:: TEXT UNDER STUDY ::
I've searched the website but can't find one single topic devoted to this thread, so I thought I'd start one.

Is there a consensus on which type of cookware is safest? I did some research and it seems like there's always a trade-off. Here's my understanding of a few of the "good" options:

--stainless steel: generally considered very good, but if it's nicked or washed with an abrasive cleaner, it can leach nickel and chromium. Also, thin stainless doesn't distribute heat well, so the "clad" pots are better (heavier and more $)

--cast iron: can leach iron, which could be a good thing. Extra overhead to season and maintain. Heavy; may be too heavy to use if you have arm/hand strength issues.

--anodized aluminum: considered the best non-stick alternative (though some consider cast iron to be a natural non-stick). Again, avoid nicks and wash carefully. I've heard it's better to not use it on high-high heat.

Anyway, what are you using? We've been given a set of very nice anodized aluminum cookware. I'm wondering if we should exchange it for stainless. (or maybe mix and match; use stainless for things that aren't likely to stick; anodized for sticky stuff). Thoughts????
:::
**WHAT TO WORK ON**:
A) According to the cookware post, which metals can stainless steel leach if it is nicked or cleaned with an abrasive cleaner?
B) Carry the cookware post on past its last sentence.
The entries have no connection to the cookware post.
:: LISTED ENTRIES ::
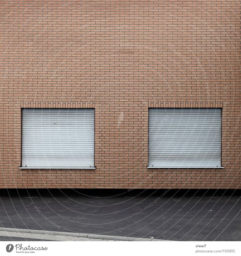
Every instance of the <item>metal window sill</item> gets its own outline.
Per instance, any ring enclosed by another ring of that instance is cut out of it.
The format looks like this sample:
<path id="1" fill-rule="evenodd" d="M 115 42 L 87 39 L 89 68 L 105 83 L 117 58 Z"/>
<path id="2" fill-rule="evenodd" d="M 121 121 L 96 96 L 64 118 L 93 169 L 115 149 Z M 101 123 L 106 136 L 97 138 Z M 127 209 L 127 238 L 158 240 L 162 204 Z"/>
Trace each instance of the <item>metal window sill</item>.
<path id="1" fill-rule="evenodd" d="M 223 166 L 147 166 L 148 168 L 155 168 L 156 169 L 223 169 Z"/>
<path id="2" fill-rule="evenodd" d="M 80 167 L 79 166 L 70 166 L 70 167 L 61 167 L 61 166 L 55 166 L 54 167 L 39 167 L 29 166 L 27 167 L 19 167 L 19 169 L 79 169 L 80 170 L 83 169 L 96 169 L 96 166 L 92 166 L 92 167 Z"/>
:::
**ANSWERS TO THE PROBLEMS**:
A) Nickel and chromium.

B)
Comments

  • susan_02143
    susan_02143 Member Posts: 7,209
    edited June 2012

    I have a combination of All-Clad, Lodge cast iron, and coated cast iron. I started collecting these pieces in my 20's since they cook better than the cheaper pots marketed to first-time buyers. My husband brought one non-stick pan into the relationship which he uses for eggs. We replace that pan every two years or so; the minute we see any degradation.

    I have never had a nick on my All-Clad stainless. If you use Barkeepers scrub for the few times you have hard to remove bits, your high quality stainless should last your lifetime, your child's lifetime, and your grandchild's lifetime.

    I use these materials because they help me produce good food. Turns out that they are also the best for our bodies as well.

    Hope this helps,

    *susan* 

  • kira1234
    kira1234 Member Posts: 3,091
    edited June 2012

    I use cast iron most of the time now. It also has the added bonus it gives me a bit of iron every time we use it. I keep it treated and have little trouble with things sticking. Just remember to get it good and hot before putting eggs and the like in so they won't stick.

  • Moderators
    Moderators Member Posts: 25,912
    edited June 2012

    Hi Peggy_j and all,

    Dr. Marisa Weiss, Breastcancer.org's president and founder, addresses this issue in her January 2011 Think Pink, Live Green column post Pondering Pots and Pans.

    Happy reading!

    --The Mods

  • peggy_j
    peggy_j Member Posts: 1,700
    edited June 2012

    Awesome! Thanks everyone for the quick responses. I need to make a decision on these pots next week so I appreciate the fast replies. (keep 'em coming). Cheers!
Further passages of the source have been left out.